Task: Every record here must be set down once more, precisely as it reads.

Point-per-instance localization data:
BEGIN

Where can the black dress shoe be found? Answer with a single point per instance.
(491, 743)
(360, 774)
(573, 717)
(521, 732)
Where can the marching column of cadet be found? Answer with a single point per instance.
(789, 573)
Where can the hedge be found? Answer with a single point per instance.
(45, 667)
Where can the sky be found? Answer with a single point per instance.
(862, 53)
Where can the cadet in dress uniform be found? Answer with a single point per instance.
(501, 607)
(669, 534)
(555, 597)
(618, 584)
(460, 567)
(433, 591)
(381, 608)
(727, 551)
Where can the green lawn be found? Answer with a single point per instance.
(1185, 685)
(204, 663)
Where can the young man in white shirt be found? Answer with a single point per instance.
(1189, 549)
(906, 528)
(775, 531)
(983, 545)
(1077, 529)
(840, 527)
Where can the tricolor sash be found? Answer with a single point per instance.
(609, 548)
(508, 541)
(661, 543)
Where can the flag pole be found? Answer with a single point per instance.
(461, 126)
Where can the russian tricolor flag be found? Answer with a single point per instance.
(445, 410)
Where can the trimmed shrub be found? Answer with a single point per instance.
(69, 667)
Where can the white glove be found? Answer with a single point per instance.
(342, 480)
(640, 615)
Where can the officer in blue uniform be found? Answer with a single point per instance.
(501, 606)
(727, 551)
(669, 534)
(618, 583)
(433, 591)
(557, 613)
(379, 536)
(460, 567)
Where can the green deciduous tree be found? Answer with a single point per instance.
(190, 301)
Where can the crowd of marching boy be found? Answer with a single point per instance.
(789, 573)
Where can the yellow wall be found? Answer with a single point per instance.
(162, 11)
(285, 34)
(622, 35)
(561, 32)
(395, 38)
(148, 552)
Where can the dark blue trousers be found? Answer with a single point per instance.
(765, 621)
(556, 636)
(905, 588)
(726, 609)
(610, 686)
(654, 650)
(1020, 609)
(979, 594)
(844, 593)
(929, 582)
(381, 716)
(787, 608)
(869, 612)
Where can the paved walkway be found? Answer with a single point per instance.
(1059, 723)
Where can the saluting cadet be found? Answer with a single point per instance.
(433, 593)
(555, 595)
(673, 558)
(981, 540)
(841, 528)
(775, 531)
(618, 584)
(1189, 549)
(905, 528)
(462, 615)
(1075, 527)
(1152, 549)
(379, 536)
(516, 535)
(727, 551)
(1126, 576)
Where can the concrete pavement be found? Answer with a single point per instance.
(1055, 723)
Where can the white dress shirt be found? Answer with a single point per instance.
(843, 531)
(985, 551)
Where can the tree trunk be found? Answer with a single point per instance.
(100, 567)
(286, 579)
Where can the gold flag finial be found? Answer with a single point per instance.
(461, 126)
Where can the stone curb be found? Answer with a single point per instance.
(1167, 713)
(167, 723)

END

Exercise response:
Where can the black dress shoe be found? Answer with a single point per instance.
(491, 743)
(360, 774)
(573, 717)
(521, 732)
Where can the marching column of cadet be found? Answer with a single point per instance.
(789, 573)
Where can the hedge be found? Answer with a single point per instance.
(45, 667)
Where can the sky be found? Answer with a single point per instance.
(862, 53)
Where can the cadet in dress uniform be found? Answer with a single point per instance.
(501, 607)
(669, 534)
(555, 597)
(618, 584)
(460, 567)
(433, 591)
(381, 608)
(727, 551)
Where can the green lawn be found? Answer with a single point per instance.
(1185, 685)
(204, 663)
Where can the young man in white shirt be found? Answer with a single point per instance.
(1189, 549)
(906, 528)
(775, 531)
(983, 545)
(1077, 529)
(840, 527)
Where can the tricolor sash be found? Answer with a single point per instance.
(609, 548)
(508, 541)
(661, 543)
Where can the flag pole be found? Answer with a single point per instance.
(461, 126)
Where can the russian tricolor flag be found? Answer with a single point per instance.
(445, 410)
Where can the trimmed shrub be found? Answer with a single point per instance.
(69, 667)
Where can the white glove be found? Answer with a single point per instance.
(342, 480)
(640, 615)
Where can the officer in blue uniform be found? Answer with a single point per instance.
(501, 606)
(727, 551)
(669, 534)
(618, 583)
(433, 591)
(557, 613)
(379, 536)
(460, 567)
Where can the green deciduous tree be found? Answer with a single point per instance.
(190, 301)
Where can the crowd of marching boy be found? Answer with a single point per instance.
(789, 573)
Where can the yellow wall be found? Answer with a single point per instance.
(162, 11)
(285, 34)
(622, 35)
(561, 32)
(395, 38)
(148, 552)
Where can the dark blue trousers be found? Answer with a single point per instance.
(765, 621)
(556, 636)
(905, 588)
(726, 609)
(610, 686)
(654, 650)
(1020, 609)
(979, 594)
(844, 593)
(929, 582)
(381, 716)
(787, 608)
(869, 612)
Where can the paved walkway be found? Answer with a single point per instance.
(1059, 723)
Where can the saluting cadet be found? Answer with a single point per instance.
(433, 593)
(555, 595)
(673, 558)
(981, 540)
(841, 528)
(775, 531)
(618, 584)
(1189, 549)
(905, 528)
(462, 615)
(1075, 527)
(1152, 549)
(379, 536)
(516, 535)
(727, 551)
(1126, 576)
Where can the concrete pavement be found? Answer with a single point per instance.
(1055, 723)
Where can the white dress shirt be found? Answer with a single point per instance.
(843, 531)
(985, 551)
Where can the tree trunk be found? Answer with a single point per instance.
(100, 567)
(286, 579)
Where can the gold flag finial be found? Answer with a single point per instance.
(461, 126)
Where can the stone curb be found? Answer with a single point per instance.
(1167, 713)
(167, 723)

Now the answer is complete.